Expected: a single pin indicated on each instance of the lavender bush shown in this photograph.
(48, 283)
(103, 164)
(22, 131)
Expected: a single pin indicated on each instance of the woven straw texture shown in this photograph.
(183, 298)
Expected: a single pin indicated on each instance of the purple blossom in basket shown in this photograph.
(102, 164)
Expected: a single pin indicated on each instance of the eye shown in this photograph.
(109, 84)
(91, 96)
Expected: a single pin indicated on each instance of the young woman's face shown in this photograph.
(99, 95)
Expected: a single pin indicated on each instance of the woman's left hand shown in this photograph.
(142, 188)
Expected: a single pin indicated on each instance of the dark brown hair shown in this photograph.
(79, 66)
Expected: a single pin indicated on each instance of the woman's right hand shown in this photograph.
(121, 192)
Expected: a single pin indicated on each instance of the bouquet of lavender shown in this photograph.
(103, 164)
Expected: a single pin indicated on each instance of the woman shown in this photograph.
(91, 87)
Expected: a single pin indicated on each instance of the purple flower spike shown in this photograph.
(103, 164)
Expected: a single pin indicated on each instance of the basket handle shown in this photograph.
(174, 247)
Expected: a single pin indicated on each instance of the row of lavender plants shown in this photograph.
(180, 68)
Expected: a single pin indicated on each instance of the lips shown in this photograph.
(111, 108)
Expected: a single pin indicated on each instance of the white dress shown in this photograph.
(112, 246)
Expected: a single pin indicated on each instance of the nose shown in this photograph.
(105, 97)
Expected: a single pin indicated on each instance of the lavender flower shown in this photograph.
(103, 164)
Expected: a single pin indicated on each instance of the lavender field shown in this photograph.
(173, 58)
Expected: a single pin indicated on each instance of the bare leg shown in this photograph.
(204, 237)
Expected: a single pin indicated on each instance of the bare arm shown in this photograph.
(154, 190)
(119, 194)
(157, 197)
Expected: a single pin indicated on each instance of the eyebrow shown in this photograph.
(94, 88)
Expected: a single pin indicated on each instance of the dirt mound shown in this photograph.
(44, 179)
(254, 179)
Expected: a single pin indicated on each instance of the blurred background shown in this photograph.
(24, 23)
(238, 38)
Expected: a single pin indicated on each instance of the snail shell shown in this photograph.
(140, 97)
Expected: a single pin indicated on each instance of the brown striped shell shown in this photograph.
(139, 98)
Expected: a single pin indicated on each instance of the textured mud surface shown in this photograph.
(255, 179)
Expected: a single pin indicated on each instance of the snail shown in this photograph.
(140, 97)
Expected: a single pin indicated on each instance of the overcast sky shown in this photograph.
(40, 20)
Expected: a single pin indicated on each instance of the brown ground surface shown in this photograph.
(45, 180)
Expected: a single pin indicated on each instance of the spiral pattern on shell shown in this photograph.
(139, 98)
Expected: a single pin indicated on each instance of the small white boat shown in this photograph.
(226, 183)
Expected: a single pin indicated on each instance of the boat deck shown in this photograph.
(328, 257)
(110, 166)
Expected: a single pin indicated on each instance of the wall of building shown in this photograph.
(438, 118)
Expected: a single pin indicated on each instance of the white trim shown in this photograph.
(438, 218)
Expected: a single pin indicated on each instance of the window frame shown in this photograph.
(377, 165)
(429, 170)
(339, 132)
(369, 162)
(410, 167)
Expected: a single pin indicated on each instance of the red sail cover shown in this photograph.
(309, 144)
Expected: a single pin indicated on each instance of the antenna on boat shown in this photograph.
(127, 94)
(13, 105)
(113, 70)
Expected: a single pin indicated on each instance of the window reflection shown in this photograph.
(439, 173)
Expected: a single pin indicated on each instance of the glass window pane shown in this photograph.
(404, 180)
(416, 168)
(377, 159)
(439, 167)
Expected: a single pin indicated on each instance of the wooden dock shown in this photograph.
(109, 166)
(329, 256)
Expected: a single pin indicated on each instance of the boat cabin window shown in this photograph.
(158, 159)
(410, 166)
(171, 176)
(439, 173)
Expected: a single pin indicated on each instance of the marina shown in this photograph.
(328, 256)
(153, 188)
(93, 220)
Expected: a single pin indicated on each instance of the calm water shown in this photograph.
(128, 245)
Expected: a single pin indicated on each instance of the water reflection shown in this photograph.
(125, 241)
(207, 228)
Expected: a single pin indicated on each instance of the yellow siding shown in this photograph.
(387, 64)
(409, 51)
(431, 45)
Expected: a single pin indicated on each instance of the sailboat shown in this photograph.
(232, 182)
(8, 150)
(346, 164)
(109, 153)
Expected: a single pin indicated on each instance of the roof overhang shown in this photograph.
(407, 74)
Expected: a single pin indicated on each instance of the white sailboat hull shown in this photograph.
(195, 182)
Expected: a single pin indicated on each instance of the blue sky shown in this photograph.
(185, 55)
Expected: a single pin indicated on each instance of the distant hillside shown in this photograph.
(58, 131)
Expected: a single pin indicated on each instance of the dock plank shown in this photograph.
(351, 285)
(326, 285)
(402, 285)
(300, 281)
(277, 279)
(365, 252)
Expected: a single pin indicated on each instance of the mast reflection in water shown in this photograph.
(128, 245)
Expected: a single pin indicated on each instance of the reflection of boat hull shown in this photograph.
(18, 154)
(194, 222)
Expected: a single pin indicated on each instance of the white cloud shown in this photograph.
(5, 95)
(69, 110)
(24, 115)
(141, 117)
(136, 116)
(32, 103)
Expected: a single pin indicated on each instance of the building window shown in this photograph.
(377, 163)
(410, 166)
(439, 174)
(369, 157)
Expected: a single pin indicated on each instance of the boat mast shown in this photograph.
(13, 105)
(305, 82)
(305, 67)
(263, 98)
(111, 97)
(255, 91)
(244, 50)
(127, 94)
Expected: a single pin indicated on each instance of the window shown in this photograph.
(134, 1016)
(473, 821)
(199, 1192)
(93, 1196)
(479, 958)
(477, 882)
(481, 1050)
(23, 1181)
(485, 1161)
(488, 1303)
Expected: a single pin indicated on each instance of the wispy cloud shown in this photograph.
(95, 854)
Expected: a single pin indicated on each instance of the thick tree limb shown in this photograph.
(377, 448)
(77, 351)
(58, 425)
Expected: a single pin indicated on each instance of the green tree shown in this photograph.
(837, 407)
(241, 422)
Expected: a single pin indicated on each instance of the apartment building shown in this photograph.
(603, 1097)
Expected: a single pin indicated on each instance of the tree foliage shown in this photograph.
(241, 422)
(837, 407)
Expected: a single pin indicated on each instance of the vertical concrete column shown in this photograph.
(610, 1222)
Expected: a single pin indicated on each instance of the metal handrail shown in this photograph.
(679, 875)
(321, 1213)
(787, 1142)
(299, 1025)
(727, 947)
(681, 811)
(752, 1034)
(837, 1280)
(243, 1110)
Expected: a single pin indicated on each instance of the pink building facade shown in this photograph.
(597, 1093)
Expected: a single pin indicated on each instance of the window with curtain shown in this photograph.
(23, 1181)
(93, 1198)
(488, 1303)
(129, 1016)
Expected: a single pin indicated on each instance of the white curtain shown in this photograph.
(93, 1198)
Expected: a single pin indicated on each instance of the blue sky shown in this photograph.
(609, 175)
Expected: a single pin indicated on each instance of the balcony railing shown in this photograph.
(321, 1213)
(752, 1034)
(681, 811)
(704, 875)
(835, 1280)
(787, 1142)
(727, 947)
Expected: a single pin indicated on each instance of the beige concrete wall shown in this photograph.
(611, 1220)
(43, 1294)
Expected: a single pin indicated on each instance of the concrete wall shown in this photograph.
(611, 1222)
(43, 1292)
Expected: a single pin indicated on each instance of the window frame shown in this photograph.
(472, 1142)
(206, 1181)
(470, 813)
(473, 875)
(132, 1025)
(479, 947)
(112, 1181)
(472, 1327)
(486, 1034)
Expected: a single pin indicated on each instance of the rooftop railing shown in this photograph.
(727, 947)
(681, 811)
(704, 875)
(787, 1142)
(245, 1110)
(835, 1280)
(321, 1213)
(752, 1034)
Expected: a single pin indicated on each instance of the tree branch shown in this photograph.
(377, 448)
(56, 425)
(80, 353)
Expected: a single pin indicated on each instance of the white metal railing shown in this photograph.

# Goal of the exercise:
Repeat the lines above, from the one containing "white curtain shown in this photograph." to the final line, word for word and with nothing else.

# Solved problem:
Expected: a single pin indicated on each instance of the white curtain shown in this photograph.
(93, 1198)
Expected: a single pin indicated on each instance of the blue sky shown in this photograph.
(609, 175)
Expected: a single pin indicated on each instance of the balcony railing shown in this photograph.
(321, 1213)
(752, 1034)
(681, 811)
(704, 875)
(835, 1280)
(787, 1142)
(727, 947)
Expected: a single pin indicated on each instance of the beige concrete wall shown in this photograph.
(611, 1220)
(43, 1294)
Expected: a single pin indicated on each instance of the concrete wall shown in this photograph.
(611, 1222)
(43, 1292)
Expected: a single pin indicated on each instance of the window frame shown in this photograph.
(472, 1142)
(206, 1181)
(470, 813)
(473, 875)
(132, 1025)
(479, 947)
(112, 1181)
(472, 1327)
(486, 1034)
Expected: a single pin indicated on each instance of the rooftop railing shown in this photograph.
(727, 947)
(681, 811)
(704, 875)
(787, 1142)
(245, 1110)
(835, 1280)
(321, 1213)
(752, 1034)
Expected: a single pin indicated on each instance of the tree branch shown in this photograph.
(377, 448)
(56, 425)
(80, 353)
Expected: a single pin indicated on each instance of the white metal railing shown in this photograph.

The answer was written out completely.